Pendapat-pendapat ini secara relatif benar, tapi secara universal tidak benar. Tanaman colocynth bermanfaat bagi orang yang berdarah dingin, tapi tidak untuk semua orang. Di pihak lain, roti dan daging bermanfaat secara alamiah dan secara universal. Pendapat yang secara relatif dan umum benar adalah benar secara mutlak.

Tapi kadang-kadang apa yang secara relatif benar, tidak benar secara umum, dan karena itu ia benar dalam satu segi dan salah dalam segi lain.

Untuk menyatakan apakah sesuatu tindakan itu bersifat hewani atau manusiawi, perlulah memiliki spekulasi di samping kemauan. Dengan memperhatikan sifat kemauan dan spekulasi ibn Bajjah membagi kebajikan menjadi dua jenis, kebajikan formal dan spekulatif. Kebajikan formal merupakan pembawaan sejak lahir tanpa pengaruh kemauan atau spekulasi, seperti kejujuran seekor anjing, sebab mustahil bagi seekor anjing untuk tidak jujur.

Kebajikan ini tidak bernilai pada manusia. Kebajikan spekulatif didasarkan pada untuk memenuhi keinginan alamiah disebut tindakan ketuhanan bukan manusiawi, sebab hal ini jarang terdapat pada manusia. Yang baik, menurut ibn Bajjah, merupakan eksistensi, dan yang jahat merupakan ketiadaan. Dengan kata lain, yang jahat, baginya, benar-benar tidak jahat.

● ● ● ● ● ● ●

▸ **PERSYARATAN TUGAS**
1. Menjadi dua jenis apa ibn Bajjah membagi kebajikan menurut teks tentang kebajikan?
2. Tuliskan kembali tanpa perubahan bagian teks tentang kebajikan dari "Untuk menyatakan apakah" sampai "untuk tidak jujur.".
Data di bawah ini tidak ada hubungannya dengan teks tentang kebajikan.

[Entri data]
● ● ● ● ● ● ●

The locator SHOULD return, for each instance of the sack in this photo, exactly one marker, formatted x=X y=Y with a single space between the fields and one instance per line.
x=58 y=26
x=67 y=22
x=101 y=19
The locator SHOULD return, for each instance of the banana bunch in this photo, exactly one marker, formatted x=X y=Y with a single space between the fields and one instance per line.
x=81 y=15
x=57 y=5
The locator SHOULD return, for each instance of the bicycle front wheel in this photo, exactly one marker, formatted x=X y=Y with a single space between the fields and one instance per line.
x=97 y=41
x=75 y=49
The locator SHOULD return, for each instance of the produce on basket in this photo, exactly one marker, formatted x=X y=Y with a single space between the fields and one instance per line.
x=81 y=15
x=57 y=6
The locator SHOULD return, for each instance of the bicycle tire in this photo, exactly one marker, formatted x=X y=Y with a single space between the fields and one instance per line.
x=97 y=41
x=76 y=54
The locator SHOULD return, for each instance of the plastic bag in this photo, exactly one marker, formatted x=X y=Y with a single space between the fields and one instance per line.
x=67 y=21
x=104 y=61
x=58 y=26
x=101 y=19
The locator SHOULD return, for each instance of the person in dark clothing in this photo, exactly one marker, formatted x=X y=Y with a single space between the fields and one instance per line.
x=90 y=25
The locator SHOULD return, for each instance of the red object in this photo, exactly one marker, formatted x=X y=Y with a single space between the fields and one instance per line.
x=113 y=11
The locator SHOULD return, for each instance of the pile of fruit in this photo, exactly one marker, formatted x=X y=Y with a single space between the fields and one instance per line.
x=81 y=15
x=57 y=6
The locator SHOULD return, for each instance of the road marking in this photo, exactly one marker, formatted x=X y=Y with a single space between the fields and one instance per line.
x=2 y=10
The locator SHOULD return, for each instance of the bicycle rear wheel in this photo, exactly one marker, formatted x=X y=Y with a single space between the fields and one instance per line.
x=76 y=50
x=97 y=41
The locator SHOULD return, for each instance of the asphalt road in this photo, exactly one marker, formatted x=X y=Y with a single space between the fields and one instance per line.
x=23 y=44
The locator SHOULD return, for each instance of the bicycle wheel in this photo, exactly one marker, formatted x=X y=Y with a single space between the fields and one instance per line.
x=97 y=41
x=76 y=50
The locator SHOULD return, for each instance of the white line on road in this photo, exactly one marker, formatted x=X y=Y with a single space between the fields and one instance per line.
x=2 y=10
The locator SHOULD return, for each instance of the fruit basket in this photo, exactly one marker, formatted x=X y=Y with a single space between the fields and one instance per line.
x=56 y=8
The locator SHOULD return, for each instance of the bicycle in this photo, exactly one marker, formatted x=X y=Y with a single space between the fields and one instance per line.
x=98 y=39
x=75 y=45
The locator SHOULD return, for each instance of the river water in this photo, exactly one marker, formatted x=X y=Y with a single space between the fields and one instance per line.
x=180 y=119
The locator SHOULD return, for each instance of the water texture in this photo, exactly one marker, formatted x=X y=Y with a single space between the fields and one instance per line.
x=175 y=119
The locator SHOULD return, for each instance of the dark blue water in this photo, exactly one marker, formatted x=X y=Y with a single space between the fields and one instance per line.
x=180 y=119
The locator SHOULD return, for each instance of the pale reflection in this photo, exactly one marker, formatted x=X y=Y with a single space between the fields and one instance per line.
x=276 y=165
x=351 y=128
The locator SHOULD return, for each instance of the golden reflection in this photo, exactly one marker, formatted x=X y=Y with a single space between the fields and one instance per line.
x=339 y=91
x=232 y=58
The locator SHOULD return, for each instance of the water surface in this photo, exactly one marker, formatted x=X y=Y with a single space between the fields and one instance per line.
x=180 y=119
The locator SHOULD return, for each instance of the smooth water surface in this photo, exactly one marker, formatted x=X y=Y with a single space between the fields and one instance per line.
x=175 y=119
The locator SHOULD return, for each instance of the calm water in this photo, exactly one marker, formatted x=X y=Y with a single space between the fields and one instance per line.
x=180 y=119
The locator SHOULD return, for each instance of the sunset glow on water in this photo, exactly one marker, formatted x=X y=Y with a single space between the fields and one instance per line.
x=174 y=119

● ● ● ● ● ● ●

▸ **DAFTAR JAWABAN**
1. Kebajikan formal dan kebajikan spekulatif.

2.
Untuk menyatakan apakah sesuatu tindakan itu bersifat hewani atau manusiawi, perlulah memiliki spekulasi di samping kemauan. Dengan memperhatikan sifat kemauan dan spekulasi ibn Bajjah membagi kebajikan menjadi dua jenis, kebajikan formal dan spekulatif. Kebajikan formal merupakan pembawaan sejak lahir tanpa pengaruh kemauan atau spekulasi, seperti kejujuran seekor anjing, sebab mustahil bagi seekor anjing untuk tidak jujur.